* Work required: Whenever the string "ball" turns up in a line of the data below, copy that line.
[Records for processing]
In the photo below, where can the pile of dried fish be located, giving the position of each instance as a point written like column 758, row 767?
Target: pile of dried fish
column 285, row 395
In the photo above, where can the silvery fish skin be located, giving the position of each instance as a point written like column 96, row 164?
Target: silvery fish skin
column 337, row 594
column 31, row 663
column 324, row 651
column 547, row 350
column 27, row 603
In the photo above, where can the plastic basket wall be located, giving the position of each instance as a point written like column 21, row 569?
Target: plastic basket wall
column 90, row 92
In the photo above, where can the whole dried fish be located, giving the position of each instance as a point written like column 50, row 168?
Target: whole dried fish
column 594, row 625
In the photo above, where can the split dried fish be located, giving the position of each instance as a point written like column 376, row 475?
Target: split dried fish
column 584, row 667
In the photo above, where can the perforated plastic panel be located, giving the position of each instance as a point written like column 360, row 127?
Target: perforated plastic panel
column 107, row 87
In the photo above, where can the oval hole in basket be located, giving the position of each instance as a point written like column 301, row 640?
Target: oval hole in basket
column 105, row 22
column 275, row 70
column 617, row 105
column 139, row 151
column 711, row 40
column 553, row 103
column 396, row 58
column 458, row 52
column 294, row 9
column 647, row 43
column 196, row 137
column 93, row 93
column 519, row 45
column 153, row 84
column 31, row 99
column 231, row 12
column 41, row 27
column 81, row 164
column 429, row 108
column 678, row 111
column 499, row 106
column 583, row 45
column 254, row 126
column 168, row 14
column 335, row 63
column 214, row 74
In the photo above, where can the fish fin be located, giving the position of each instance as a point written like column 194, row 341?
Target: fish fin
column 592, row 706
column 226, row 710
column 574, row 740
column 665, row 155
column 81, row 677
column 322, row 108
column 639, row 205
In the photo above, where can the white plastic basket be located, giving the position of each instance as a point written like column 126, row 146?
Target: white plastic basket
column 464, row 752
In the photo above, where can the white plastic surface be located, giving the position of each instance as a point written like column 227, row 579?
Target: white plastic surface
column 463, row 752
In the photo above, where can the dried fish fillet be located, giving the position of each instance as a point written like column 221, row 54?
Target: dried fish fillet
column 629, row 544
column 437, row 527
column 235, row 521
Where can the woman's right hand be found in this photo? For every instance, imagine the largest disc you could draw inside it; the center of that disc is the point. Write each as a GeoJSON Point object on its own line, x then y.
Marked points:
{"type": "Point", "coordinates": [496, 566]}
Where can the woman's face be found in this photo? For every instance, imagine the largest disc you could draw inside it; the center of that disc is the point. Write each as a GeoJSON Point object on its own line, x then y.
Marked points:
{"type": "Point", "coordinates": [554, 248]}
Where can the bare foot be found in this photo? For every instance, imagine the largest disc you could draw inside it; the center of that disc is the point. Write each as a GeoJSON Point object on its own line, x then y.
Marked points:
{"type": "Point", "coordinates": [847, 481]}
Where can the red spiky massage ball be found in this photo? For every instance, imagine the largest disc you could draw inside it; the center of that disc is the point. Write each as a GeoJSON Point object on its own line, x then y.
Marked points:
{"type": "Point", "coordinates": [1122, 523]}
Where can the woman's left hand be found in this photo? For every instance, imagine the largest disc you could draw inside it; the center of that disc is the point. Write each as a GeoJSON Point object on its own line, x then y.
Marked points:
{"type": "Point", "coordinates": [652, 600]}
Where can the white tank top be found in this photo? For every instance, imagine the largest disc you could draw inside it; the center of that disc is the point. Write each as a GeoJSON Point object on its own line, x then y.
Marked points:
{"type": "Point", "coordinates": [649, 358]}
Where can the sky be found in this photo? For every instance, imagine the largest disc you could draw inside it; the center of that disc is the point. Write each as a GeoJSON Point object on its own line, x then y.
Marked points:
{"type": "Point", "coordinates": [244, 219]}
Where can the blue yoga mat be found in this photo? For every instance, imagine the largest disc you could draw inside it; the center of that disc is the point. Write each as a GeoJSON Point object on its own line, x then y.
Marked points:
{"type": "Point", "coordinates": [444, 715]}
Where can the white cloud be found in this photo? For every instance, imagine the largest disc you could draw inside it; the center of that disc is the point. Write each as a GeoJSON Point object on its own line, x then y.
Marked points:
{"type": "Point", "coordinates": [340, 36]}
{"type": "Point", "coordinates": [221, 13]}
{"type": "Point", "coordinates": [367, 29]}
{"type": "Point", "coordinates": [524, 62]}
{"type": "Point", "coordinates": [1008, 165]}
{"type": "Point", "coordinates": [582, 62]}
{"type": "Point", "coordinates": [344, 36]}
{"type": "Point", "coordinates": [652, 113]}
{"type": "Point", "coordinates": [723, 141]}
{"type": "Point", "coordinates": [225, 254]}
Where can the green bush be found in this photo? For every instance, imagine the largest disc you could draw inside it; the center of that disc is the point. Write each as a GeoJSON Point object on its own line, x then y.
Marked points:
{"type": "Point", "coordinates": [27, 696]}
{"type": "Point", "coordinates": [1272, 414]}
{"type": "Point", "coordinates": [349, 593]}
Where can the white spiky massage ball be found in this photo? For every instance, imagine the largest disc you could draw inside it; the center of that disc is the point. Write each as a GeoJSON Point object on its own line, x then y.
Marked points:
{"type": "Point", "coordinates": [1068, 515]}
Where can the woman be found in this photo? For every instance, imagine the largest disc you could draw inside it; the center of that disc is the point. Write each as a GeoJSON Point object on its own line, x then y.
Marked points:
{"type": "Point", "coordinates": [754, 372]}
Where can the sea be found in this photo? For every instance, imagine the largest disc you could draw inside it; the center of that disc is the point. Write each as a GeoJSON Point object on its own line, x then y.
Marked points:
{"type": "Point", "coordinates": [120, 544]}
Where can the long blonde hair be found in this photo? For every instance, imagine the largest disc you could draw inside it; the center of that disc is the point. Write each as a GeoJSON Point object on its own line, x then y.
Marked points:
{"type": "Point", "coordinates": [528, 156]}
[/Records for processing]
* Response:
Where can the red spiky massage ball be found in this photo? For every instance, imagine the largest disc you could draw inside it; the center of that disc is the point. Write each as a GeoJSON Point object on its own line, x then y.
Where can the white spiky massage ball be found in this photo? For every instance, imagine the largest disc you could draw inside it; the center of that disc is the point. Write each as a GeoJSON Point object on its own line, x then y.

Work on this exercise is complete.